--- FRAGMENTO DE LECTURA ---

Diario de Suiza y de la Alta Saboya: Chillon, Broc, Gruyeres, Lausana

El escritor Ricardo Lladosa sigue su ruta por Chillon, Broc, Gruyeres y Lausana.

Bahía de Montreux desde el castillo de Chillon.
Bahía de Montreux desde el castillo de Chillon.
Ricardo Lladosa

El castillo medieval de Chillon es, según las guías, el monumento más visitado de Suiza. Hace ya tiempo recuerdo haber escrito sobre la existencia de una sociedad turística: el conjunto de seres humanos itinerantes que ejercen el turismo. Se caracterizan por utilizar ropas cómodas, adecuadas a la previsión meteorológica y por querer perpetuar el recuerdo de sus viajes en fotos y vídeos. Da igual su nacionalidad porque su conducta es análoga: llegan a un sitio con un plan establecido que cumplen con rigor y se marchan. Los turistas son, en efecto, una sociedad internacional cuyo territorio son los lugares turísticos: el castillo de Chillon, la Sagrada Familia de Barcelona, la estatua de la Libertad de Nueva York… Lo único que resta para que exista un estado turístico es un poder central con un gobierno de los turistas y un parlamento turístico que imponga unas leyes que prohíban, por ejemplo, visitar la torre Eiffel en días nublados, debido a la malas condiciones para la fotografía. Porque uno de los derechos y deberes esenciales del turista es el de fotografiarse con el monumento visitado al fondo de la imagen. El civismo del turista, su ética, se mide por la calidad de sus instantáneas.

--- DATOS PROPORCIONADOS ---

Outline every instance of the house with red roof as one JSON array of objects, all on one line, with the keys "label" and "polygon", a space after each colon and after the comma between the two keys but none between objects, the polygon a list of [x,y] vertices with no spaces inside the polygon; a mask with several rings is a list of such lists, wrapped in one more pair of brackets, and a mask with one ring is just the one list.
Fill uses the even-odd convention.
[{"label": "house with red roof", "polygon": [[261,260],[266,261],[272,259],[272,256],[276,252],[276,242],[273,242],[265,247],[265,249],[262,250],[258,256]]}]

---

» **CONSIGNA**
Prosigue el diario de viaje por Suiza y la Alta Saboya a partir de la última oración que se muestra.

» **RESPUESTA**
Nosotros escogemos para que nos fotografíen a una pareja de belgas de la tercera edad, ambos robustos y con expresión flamenca. Él es un turista ejemplar, quiere sacar en la imagen los macizos florales de la derecha y el torreón norte del castillo, sin cortar un ápice del chapitel. Cuando se despide, tras tomar la instantánea perfecta, le deseamos suerte para la semifinal del mundial que Bélgica jugará por la tarde contra Francia. Los dos parecen serios y aburridos. ¿Por qué habrán viajado hasta allí? El tedio se dibuja en el rostro de ambos. Con su visita parecen cumplir un ritual, un imperativo ético: hacer una buena foto, recorrer el lugar silenciosos, enviar una postal a los nietos, comprar un imán para la nevera.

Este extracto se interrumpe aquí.